>> Begin Material shown
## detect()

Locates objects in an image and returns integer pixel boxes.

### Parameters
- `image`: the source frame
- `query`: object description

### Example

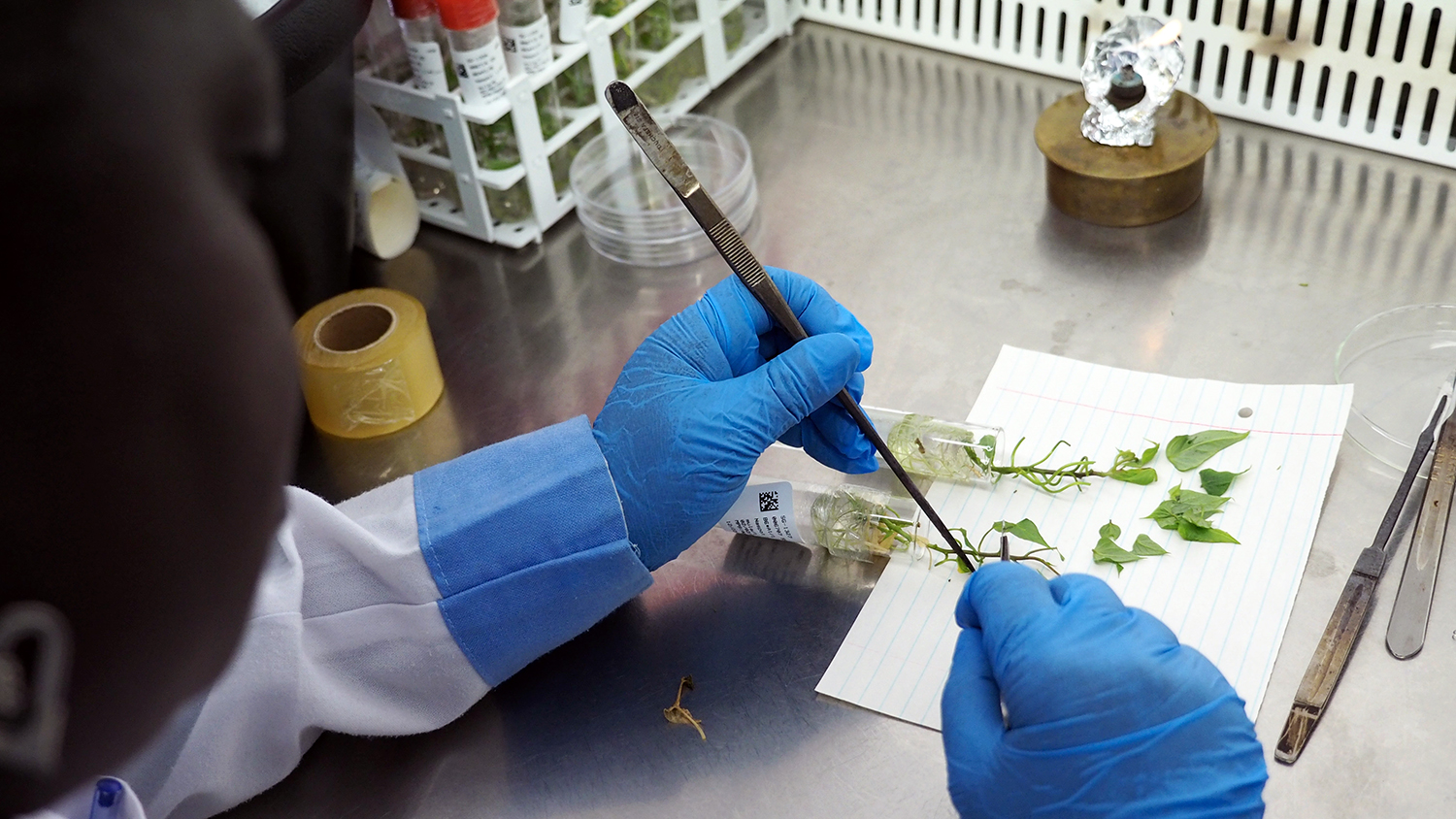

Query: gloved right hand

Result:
[941,563,1269,819]
[593,268,876,569]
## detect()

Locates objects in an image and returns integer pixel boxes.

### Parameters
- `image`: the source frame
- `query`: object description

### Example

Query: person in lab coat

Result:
[0,0,1264,819]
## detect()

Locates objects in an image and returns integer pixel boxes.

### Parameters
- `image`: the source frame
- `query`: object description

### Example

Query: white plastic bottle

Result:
[501,0,552,74]
[437,0,510,103]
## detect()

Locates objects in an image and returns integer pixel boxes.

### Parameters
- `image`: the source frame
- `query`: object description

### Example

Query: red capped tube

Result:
[437,0,498,30]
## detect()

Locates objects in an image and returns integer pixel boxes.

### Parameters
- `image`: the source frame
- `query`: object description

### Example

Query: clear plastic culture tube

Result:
[718,478,926,560]
[501,0,552,74]
[865,406,1002,483]
[389,0,456,93]
[437,0,510,103]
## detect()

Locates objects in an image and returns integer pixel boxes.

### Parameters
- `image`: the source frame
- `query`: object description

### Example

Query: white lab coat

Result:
[19,419,651,819]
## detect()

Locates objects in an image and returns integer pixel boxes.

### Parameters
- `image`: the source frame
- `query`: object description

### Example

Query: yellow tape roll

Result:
[293,286,445,438]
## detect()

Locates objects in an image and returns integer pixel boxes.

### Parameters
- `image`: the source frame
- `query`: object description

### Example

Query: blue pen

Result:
[90,777,127,819]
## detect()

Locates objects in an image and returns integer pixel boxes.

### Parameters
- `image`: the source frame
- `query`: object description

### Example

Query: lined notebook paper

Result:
[815,347,1353,729]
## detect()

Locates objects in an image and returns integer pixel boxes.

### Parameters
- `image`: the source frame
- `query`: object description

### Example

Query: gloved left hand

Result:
[593,268,876,569]
[941,563,1267,819]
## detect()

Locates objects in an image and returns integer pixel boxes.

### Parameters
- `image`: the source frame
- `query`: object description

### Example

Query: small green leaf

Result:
[1133,536,1168,557]
[1168,429,1249,472]
[1138,441,1161,467]
[1199,470,1249,495]
[1165,486,1229,515]
[1092,539,1143,574]
[992,518,1051,548]
[1178,519,1240,542]
[1147,501,1178,531]
[1107,467,1158,486]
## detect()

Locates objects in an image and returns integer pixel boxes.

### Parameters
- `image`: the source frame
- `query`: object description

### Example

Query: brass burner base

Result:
[1037,91,1219,227]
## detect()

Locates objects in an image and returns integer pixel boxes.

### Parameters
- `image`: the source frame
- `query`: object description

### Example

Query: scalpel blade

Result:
[1274,384,1450,766]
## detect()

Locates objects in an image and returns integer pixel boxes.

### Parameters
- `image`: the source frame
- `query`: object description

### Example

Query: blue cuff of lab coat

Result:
[415,417,652,687]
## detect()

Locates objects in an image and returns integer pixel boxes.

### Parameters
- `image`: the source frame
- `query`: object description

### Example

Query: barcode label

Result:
[718,481,804,542]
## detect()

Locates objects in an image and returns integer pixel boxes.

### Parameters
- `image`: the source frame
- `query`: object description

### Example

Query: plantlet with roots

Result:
[810,486,1057,573]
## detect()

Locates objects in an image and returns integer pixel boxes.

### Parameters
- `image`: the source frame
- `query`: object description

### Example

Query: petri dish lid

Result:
[1336,304,1456,470]
[570,114,753,223]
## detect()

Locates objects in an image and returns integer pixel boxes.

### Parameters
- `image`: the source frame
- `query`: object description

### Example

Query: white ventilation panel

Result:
[795,0,1456,167]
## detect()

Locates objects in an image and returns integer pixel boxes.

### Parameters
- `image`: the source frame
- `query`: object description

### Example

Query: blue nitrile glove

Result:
[941,563,1267,819]
[593,268,876,569]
>> End Material shown
### Task instructions
Please rewrite the listing above, from its start through the line containing "[815,347,1353,729]", changing "source frame" to "input frame" and leaving everything else the same. Omit the pictures.

### Correct output
## detect()

Locates objects in an image and returns integer pixel boxes.

### Parameters
- `image`: the input frame
- `query`: object description

### Example


Query: gloved right hand

Result:
[941,563,1269,819]
[593,268,876,569]
## detect()

Locates objects in an image and returns integer pixel boxes.

### Parameters
- `image`: the input frame
- `query`: object description

### Example

Query: person in lab coat

Result:
[0,0,1264,819]
## detect()

Locates objects in an image and returns integer pixel boxes.

### Parameters
- `image`: the input frame
- `query`: object description

### Example

Query: white plastic bottle

Result:
[501,0,552,74]
[437,0,510,103]
## detect()

Locates objects in an image and returns integer pixel boxes.

### Parameters
- `image`: the input frame
- `query`: object description

### Example

Query: red capped tube

Result:
[437,0,498,30]
## detect()

Locates objects in an image and returns integer pixel boxes.

### Parameters
- `image`: the input frame
- `query`: object description

### Example

Query: clear plastic culture tube

Result:
[718,478,926,560]
[501,0,552,74]
[865,406,1002,483]
[389,0,456,93]
[437,0,510,103]
## detect()

Locates objects in an image and returns integer pixel boxes.

### Parameters
- `image`: the input frame
- `query`: object description

### Example

Query: white lab coat

Result:
[19,419,651,819]
## detect()

Locates objects in an image and returns integer pixel boxes.

### Parameters
- `image`: the input frame
- `query`: object description

### Example

Query: yellow tape roll

Result:
[293,286,445,438]
## detect()

Locates objects in an image and returns integer pixel boxes.

### Parameters
- `image`: the input frame
- `query`: object description

### Example

Query: blue pen

Result:
[90,777,127,819]
## detect()

Locates objects in an image and returns integer pixel boxes.

### Parameters
- `image`: the input frame
- `query`: object description

### Example

Query: lined notebook paper

Result:
[815,347,1353,729]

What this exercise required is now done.